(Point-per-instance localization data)
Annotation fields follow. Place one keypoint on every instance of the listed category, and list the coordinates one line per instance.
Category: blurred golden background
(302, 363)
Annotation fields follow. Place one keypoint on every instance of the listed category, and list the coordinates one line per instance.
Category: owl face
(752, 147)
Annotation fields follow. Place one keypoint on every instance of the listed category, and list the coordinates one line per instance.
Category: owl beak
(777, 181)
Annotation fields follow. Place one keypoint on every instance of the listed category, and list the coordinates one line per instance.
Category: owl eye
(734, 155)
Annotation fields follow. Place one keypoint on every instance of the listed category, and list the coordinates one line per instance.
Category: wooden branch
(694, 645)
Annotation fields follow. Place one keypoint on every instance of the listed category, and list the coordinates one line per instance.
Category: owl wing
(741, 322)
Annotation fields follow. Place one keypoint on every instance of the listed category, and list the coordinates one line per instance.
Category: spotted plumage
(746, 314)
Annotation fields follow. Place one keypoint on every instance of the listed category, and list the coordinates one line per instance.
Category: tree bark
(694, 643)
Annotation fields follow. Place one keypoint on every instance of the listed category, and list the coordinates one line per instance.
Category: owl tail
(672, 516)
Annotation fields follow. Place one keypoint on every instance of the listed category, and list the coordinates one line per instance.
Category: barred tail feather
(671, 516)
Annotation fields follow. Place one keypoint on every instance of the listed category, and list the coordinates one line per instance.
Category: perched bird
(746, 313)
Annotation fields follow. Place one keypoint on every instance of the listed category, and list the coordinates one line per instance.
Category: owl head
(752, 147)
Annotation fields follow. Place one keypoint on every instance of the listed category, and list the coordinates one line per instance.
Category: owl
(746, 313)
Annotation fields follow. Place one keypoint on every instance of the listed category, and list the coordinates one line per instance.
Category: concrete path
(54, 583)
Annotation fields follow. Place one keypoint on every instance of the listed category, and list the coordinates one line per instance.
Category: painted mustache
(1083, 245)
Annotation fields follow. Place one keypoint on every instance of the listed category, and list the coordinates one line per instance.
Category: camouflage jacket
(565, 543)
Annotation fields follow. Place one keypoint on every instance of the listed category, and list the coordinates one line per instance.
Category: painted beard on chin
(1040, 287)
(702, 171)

# [About this exercise]
From start to finish, retype the records above with complete accuracy.

# [Result of the exercise]
Annotation fields follow. Place one keypoint on every instance of the listed category, and list the coordinates one line per instance.
Category: blurred golden background
(302, 363)
Annotation fields follow. Place one keypoint on every instance of the listed category, and list the coordinates one line per instance.
Category: owl face
(752, 147)
Annotation fields follow. Place one keypoint on every instance of the listed category, and list the coordinates one line per instance.
Category: owl beak
(777, 181)
Annotation fields follow. Place one keypoint on every instance of the listed category, and list the coordinates one line per instance.
Category: owl eye
(734, 155)
Annotation fields follow. Place one keypoint on every instance of the listed category, and list the coordinates one line per instance.
Category: wooden branch
(694, 645)
Annotation fields follow. Place one keypoint on every instance of the listed category, and list the coordinates one line per instance.
Category: owl wing
(741, 322)
Annotation fields follow. Place one keypoint on every instance of the listed category, and list the coordinates one line per instance.
Category: spotted plumage
(746, 314)
Annotation fields follow. Place one keypoint on every instance of the listed category, and list the coordinates one line per instance.
Category: tree bark
(694, 643)
Annotation fields follow. Place one keypoint on every instance of the listed category, and list the coordinates one line per instance.
Category: owl tail
(672, 516)
Annotation fields follow. Place one keypoint on every instance of the listed category, and list the coordinates one line per instance.
Category: barred tail feather
(671, 516)
Annotation fields follow. Place one keypoint on every instance of the listed category, and list the coordinates one line per instance.
Category: perched bird
(746, 313)
Annotation fields follow. Place one keypoint on every instance of the listed category, and list the coordinates one line per instance.
Category: owl head
(752, 147)
Annotation fields follow. Place one keypoint on every instance of the listed category, and list the coordinates one line per instance.
Category: owl
(746, 313)
Annotation fields follow. Place one keypoint on every instance of the listed category, and list the coordinates one line per instance.
Category: concrete path
(54, 583)
Annotation fields follow. Place one keypoint on every instance of the listed category, and list the coordinates one line per instance.
Category: painted mustache
(1083, 245)
Annotation fields follow. Place one keypoint on every instance of the listed category, and list the coordinates one line per instance.
Category: camouflage jacket
(565, 543)
Annotation fields follow. Place one keypoint on every instance of the listed category, and list the coordinates one line per instance.
Category: painted beard on chin
(1040, 287)
(702, 171)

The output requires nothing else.